■ **SHORT EXERCISE 1**
Answer these questions about the excerpt on Dr Christof's path in Kaggle.
(a) What does KGMON stand for?
(b) What rank does Dr Christof currently hold on the Kaggle leaderboard?
(c) What does he concentrate on during the last week of a competition?

■ **DOCUMENT EXCERPT**
======

Dr Christof’s self-learning routine consisted of a few high-level YouTube videos on neural networks followed by the popular Andrew Ng lectures on Coursera. “At some point, I also watched Jeremy Howards Fast.ai course videos which cover all the topics of deep learning in an understandable way. I am not a fan of books in the field of deep learning. They get outdated too quickly. Doing a single Kaggle competition teaches you more than any book ever could. Currently, I mostly rely on research papers to get inspiration for new ideas,” he explained.
He is currently part of KGMON, which stands for the Kaggle Grandmasters of NVIDIA, a team of top Kagglers. As part of this team, he leverages his data science acumen to top the Kaggle competitions using NVIDIA’s tool stack. In a way, he and his colleagues provide feedback to NVIDIA’s software stack by using it in Kaggle.
On Kaggle Days
“I not only never used Python but also lacked software development skills in general. I also did not have much computational resources.”
Dr Christof is currently ranked 4th in Kaggle leaderboard. His accomplishments might seem overwhelming today, but his beginnings, like most aspirants, were humble. Firstly, he had to learn Python; and, thanks to his stint with R from his doctoral days, he got the much-needed head start to get a hold of Python programming.
But there is more to becoming a good data scientist. So in order to get a comprehensive understanding of deep learning, Dr Christof jumped straight into Kaggle competitions. He struggled at first, as he was blown away by the level at which top data scientists are operating on Kaggle. However, this made him enthused by the quality of ideas and code that was being shared on Kaggle discussion forums. “Not only does that create a sense of community where people are solving a problem together, but it is also the most effective way to learn for beginners, advanced and even professional machine learning engineers,” said Dr Christof.
When asked about his process of learning to solve problems, Dr Christof spoke about his 5-step guide to tackle any Kaggle competition:
- Firstly, it is required to conduct a very simple data exploration to get a rough idea about the data and the problem at hand; just enough to understand what good cross-validation should look like.
- Then, simultaneously one should build a very simple first model and check if the correlation between the local validation and the competition leaderboard is good.
- If the correlation is not satisfying, one should iterate as long as needed to understand possible discrepancies and account for them.
- Dr Christof believes spending the rest of the competition exploring ideas that are inspired by research papers, Kaggle discussions or Kernel.
- During the last week of competition, he concentrates on model ensembling and checking the robustness of his solution.

======

■ **INPUT FOR THIS TASK**
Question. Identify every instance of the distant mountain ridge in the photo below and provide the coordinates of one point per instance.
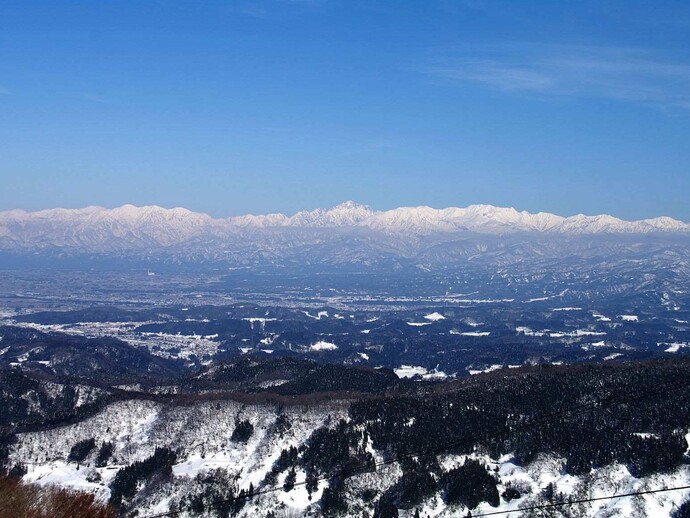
(422, 220)
(346, 234)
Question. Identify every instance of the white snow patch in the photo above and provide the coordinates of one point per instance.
(322, 345)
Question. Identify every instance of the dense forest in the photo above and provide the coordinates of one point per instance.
(590, 415)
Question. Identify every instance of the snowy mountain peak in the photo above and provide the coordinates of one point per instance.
(97, 229)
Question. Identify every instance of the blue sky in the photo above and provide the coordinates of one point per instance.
(279, 105)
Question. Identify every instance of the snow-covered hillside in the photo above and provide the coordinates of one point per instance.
(201, 434)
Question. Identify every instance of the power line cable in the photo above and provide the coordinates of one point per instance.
(583, 409)
(581, 501)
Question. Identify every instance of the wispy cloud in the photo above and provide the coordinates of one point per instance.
(624, 74)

======

■ **SHORT EXERCISE 2**
Change the rows starting at the line that contains "Question. Identify every instance of the wispy" and continuing through the end of the rows, replacing "photo above" with "image above" and leaving everything else as it is. Return only those lines.

■ **RESULT 1**
(a) Kaggle Grandmasters of NVIDIA
(b) 4th
(c) Model ensembling and checking the robustness of his solution

■ **RESULT 2**
Question. Identify every instance of the wispy cloud in the image above and provide the coordinates of one point per instance.
(624, 74)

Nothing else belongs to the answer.